_課題内容_. MotoGPの記事のうち、「いよいよ動き出す2月のプレシ」を含む箇所から「選手について、じっくりと話を聞きました。」までを書き写してください。その際、「2月」を「3月」に差し替えてください。

MotoGP

2022年シーズン未勝利に終わったMotoGP。 Honda復活のカギは?

2022年シーズン未勝利に終わったMotoGP。 Honda復活のカギは?

Honda陣営にとって2022年のMotoGPは、表彰台獲得がわずか2回(開幕戦カタールGP3位:ポル・エスパルガロ、第18戦オーストラリアGP2位:マルク・マルケス)という屈辱的な厳しいシーズンでした。この過酷な試練を経て、タイトル奪還を目指す2023年は、Repsol Honda Team(マルク・マルケス、ジョアン・ミル)、LCR Honda Castrol(アレックス・リンス)、LCR Honda IDEMITSU(中上貴晶)、という2チーム4台体制のラインアップで挑みます。
いよいよ動き出す2月のプレシーズンテストを控えた今、HRCレース運営室長の桒田哲宏にロングインタビューを敢行、前後編でお送りします。前編では、昨シーズンに勝利をつかめなかった理由とその対応、そして本格的な復活を果たしてタイトル奪還を目指すマルク・マルケス選手と今季新加入のジョアン・ミル選手について、じっくりと話を聞きました。


HRCレース運営室長 桒田哲宏
HRCレース運営室長 桒田哲宏

・・・まずは、2022年シーズンに勝てなかった理由を教えてください。2022年型RC213Vは、前年の仕様と比較して、大きく異なっていたのでしょうか。

_出典抜粋_.

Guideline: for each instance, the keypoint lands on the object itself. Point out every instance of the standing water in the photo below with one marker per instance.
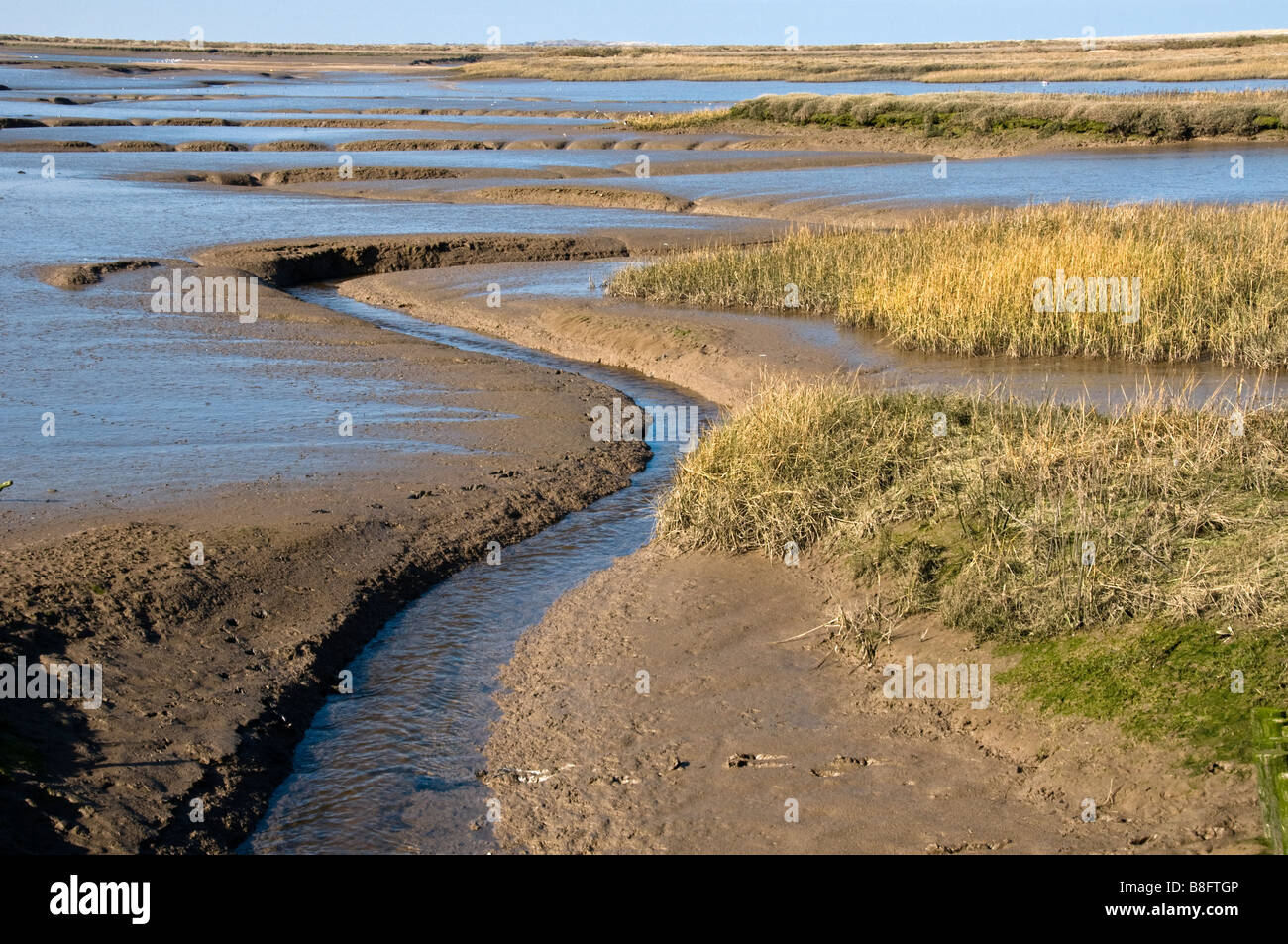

_解答_.
いよいよ動き出す3月のプレシーズンテストを控えた今、HRCレース運営室長の桒田哲宏にロングインタビューを敢行、前後編でお送りします。前編では、昨シーズンに勝利をつかめなかった理由とその対応、そして本格的な復活を果たしてタイトル奪還を目指すマルク・マルケス選手と今季新加入のジョアン・ミル選手について、じっくりと話を聞きました。